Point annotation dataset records

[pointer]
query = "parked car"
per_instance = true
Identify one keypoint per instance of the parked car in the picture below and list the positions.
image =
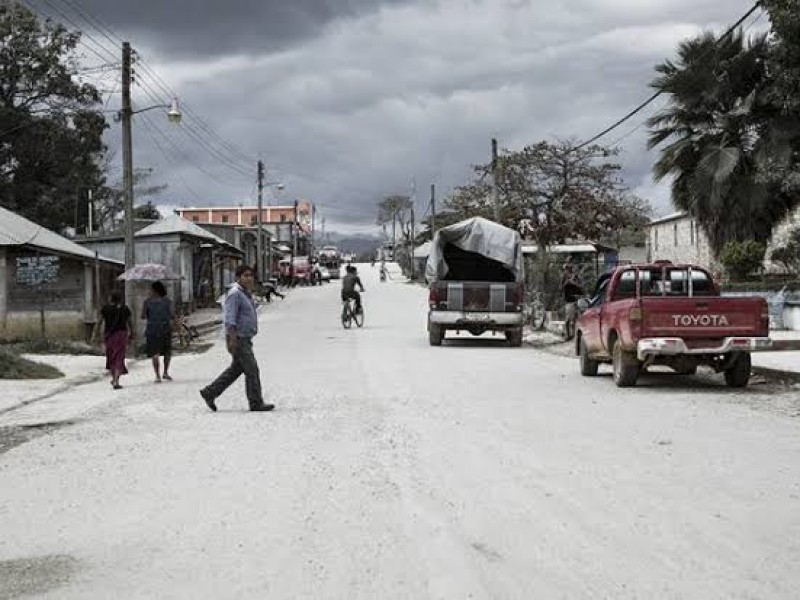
(301, 267)
(475, 272)
(672, 315)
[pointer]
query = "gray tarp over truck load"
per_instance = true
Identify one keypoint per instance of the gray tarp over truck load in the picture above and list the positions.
(475, 271)
(483, 239)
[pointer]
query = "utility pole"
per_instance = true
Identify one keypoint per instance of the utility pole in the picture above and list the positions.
(260, 223)
(394, 235)
(313, 230)
(126, 115)
(495, 195)
(413, 239)
(433, 211)
(295, 232)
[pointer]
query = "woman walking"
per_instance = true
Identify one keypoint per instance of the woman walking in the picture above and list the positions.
(118, 329)
(160, 315)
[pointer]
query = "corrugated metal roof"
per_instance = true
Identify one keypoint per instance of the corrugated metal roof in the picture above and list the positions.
(668, 218)
(177, 224)
(423, 251)
(565, 248)
(16, 230)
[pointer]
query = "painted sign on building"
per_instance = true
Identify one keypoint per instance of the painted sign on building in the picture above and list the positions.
(37, 270)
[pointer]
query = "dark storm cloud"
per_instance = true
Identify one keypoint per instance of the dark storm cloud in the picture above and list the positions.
(200, 28)
(351, 109)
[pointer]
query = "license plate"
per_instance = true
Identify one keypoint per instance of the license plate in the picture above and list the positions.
(478, 317)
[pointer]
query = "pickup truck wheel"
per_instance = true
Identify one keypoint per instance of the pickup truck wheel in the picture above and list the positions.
(739, 374)
(626, 367)
(514, 337)
(435, 334)
(588, 366)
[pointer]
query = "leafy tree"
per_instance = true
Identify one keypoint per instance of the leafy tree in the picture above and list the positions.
(111, 200)
(553, 193)
(147, 211)
(396, 210)
(742, 258)
(724, 143)
(788, 255)
(51, 145)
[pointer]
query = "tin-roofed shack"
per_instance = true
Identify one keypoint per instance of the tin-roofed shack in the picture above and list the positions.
(190, 251)
(49, 286)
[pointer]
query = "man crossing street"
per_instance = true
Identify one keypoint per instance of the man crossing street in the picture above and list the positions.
(241, 325)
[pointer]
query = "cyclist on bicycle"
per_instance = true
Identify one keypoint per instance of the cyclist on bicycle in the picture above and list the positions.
(349, 283)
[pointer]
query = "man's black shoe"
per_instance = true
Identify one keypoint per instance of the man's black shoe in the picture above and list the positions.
(209, 400)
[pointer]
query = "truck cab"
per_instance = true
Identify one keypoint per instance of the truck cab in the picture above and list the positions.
(672, 315)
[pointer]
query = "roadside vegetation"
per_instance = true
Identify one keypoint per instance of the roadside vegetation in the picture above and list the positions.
(13, 366)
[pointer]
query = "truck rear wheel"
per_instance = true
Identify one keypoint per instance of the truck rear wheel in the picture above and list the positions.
(739, 373)
(514, 337)
(588, 366)
(626, 367)
(435, 334)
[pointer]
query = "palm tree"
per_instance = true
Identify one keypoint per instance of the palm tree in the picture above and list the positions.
(721, 138)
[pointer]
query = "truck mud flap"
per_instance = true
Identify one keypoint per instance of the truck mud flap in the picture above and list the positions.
(497, 298)
(455, 296)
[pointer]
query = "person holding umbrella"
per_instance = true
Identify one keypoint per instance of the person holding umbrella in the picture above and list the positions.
(118, 329)
(160, 315)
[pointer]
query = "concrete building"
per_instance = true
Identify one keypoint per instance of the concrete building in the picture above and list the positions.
(678, 238)
(49, 285)
(245, 238)
(188, 250)
(277, 220)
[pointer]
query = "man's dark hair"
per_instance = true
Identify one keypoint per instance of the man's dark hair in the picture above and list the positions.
(159, 288)
(242, 269)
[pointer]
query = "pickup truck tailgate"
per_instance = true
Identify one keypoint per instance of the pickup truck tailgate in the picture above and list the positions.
(476, 296)
(704, 317)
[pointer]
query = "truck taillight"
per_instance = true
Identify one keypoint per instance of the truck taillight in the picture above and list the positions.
(519, 296)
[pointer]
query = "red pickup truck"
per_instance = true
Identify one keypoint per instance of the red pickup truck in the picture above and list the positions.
(671, 315)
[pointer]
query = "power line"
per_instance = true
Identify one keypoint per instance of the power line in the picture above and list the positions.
(206, 137)
(652, 98)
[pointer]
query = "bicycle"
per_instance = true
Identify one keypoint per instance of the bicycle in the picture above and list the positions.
(349, 314)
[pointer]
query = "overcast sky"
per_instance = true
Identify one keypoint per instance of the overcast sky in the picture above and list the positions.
(350, 100)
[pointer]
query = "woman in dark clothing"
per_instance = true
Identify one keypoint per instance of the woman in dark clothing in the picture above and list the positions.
(159, 313)
(118, 329)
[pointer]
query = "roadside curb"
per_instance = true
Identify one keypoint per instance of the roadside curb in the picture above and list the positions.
(786, 376)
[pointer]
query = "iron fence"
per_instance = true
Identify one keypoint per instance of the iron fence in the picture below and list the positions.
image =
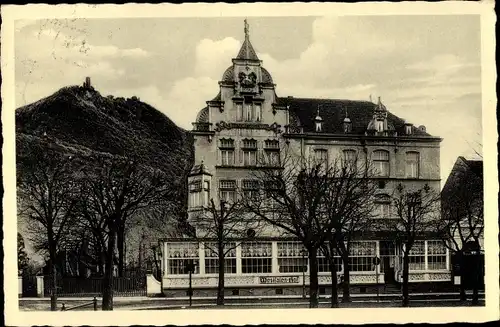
(93, 286)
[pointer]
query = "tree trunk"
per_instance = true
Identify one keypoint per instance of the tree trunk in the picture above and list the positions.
(461, 264)
(475, 279)
(53, 294)
(346, 285)
(406, 270)
(335, 295)
(220, 285)
(53, 271)
(313, 278)
(120, 240)
(107, 292)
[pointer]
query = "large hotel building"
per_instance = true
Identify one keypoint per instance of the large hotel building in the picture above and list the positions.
(247, 119)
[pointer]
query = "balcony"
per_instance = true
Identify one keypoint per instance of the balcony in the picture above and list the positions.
(202, 127)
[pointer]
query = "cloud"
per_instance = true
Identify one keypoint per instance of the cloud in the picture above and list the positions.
(213, 57)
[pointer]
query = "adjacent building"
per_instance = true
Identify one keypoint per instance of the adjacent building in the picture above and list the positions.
(246, 120)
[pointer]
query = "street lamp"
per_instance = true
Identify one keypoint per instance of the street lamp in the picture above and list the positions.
(304, 267)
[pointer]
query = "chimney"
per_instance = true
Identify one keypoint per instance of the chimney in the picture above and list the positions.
(87, 84)
(408, 128)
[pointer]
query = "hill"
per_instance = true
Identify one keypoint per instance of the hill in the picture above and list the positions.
(79, 120)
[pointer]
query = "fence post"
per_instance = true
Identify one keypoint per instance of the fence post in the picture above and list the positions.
(39, 286)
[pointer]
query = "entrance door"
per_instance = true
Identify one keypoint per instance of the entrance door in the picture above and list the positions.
(388, 270)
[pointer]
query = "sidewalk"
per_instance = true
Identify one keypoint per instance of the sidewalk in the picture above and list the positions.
(159, 303)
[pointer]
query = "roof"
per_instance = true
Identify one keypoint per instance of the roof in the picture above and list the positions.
(475, 166)
(247, 51)
(461, 173)
(200, 169)
(303, 112)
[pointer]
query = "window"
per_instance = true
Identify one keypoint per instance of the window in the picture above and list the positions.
(258, 112)
(412, 164)
(195, 195)
(272, 154)
(227, 152)
(383, 206)
(272, 195)
(179, 255)
(249, 152)
(292, 257)
(212, 258)
(349, 157)
(321, 157)
(318, 126)
(436, 255)
(248, 112)
(361, 256)
(250, 189)
(381, 162)
(227, 190)
(239, 112)
(256, 257)
(324, 263)
(387, 250)
(417, 256)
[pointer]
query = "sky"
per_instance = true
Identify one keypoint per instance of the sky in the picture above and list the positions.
(426, 69)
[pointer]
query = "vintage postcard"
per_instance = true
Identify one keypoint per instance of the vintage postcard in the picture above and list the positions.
(250, 163)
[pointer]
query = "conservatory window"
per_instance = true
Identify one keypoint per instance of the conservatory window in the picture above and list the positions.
(361, 256)
(436, 255)
(180, 255)
(292, 257)
(417, 256)
(212, 258)
(256, 257)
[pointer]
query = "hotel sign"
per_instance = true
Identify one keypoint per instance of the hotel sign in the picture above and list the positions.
(279, 280)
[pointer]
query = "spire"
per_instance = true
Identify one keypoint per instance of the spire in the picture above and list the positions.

What this task involves
Extract every line of the items above that contains the string "balcony", matching case exactly.

Task answer
query = "balcony"
Identify one keypoint per instance of the balcony in the picture above and list the positions.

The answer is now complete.